Supplied material –
++++++++++++++++++++

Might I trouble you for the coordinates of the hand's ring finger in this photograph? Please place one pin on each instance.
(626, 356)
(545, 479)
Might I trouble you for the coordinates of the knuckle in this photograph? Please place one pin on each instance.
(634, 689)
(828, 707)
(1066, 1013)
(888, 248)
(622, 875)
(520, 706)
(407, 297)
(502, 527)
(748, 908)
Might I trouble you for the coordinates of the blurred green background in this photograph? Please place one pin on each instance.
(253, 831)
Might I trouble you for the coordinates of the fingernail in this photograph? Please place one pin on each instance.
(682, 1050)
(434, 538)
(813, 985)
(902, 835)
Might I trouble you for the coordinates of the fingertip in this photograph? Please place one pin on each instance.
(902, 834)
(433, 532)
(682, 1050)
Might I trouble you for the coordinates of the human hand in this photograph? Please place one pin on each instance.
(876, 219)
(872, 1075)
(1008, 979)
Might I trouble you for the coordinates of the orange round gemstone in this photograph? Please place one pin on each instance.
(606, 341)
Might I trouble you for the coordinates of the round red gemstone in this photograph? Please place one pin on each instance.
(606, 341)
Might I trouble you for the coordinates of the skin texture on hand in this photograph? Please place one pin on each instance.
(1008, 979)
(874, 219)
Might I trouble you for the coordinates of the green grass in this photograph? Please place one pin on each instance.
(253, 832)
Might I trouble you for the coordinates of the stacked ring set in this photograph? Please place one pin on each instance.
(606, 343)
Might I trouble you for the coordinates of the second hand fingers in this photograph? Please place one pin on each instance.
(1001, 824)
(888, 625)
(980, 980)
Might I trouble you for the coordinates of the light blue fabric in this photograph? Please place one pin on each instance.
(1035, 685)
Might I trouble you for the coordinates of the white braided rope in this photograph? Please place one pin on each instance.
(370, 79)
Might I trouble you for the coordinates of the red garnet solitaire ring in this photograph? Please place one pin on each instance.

++++++++++++++++++++

Directions –
Give back each line above precisely as it stands.

Complete answer –
Might I trouble you for the coordinates of the hand's ring finger in this photograph? Please place one pin on each instance.
(626, 356)
(545, 479)
Might I trouble you for the coordinates of the knuckle in this photograph? Please place one pin on each instance.
(634, 689)
(828, 707)
(1066, 1013)
(888, 248)
(622, 875)
(520, 706)
(407, 297)
(502, 527)
(748, 908)
Might I trouble you for the coordinates of the blurred green background in this photograph? Please place one pin on each instance.
(253, 831)
Might I trouble you for the coordinates of the fingernail in this photograph? Please place one pin on each instance.
(682, 1050)
(434, 538)
(813, 985)
(902, 835)
Might I trouble you for the coordinates of the fingertip in this photograph? Please place one pin on each instance.
(902, 834)
(433, 532)
(682, 1050)
Might I trouble you for the coordinates of the human hand in this photograph? Please place one pin on each instance.
(876, 219)
(872, 1075)
(1008, 979)
Might I trouble you for the coordinates of the orange round gemstone in this photograph? Please place one pin on each instance.
(606, 341)
Might I trouble you for the coordinates of the round red gemstone in this photograph? Please place one pin on each instance.
(606, 341)
Might I trouble you for the coordinates of the skin texture on hand in this photograph? Please place one pin on each instance.
(1008, 979)
(874, 219)
Might I trouble you for the coordinates of the green grass in this photograph? Please place one pin on each instance.
(253, 832)
Might I trouble you for the coordinates of the stacked ring set in this photograph? Please place one pin on each instance.
(606, 343)
Might I trouble you for the coordinates of the second hand fingers in this photograph? Please place one pin on each instance.
(1001, 824)
(888, 625)
(980, 980)
Might I trouble you for the coordinates of the light blue fabric in this photograph? Please place one pin on each instance.
(1035, 685)
Might I trouble you for the coordinates of the white braided rope in this photograph? Please place one pin on each instance.
(370, 79)
Might I trouble you for the coordinates of the red garnet solitaire ring in this photograph? Please place one pin on each instance.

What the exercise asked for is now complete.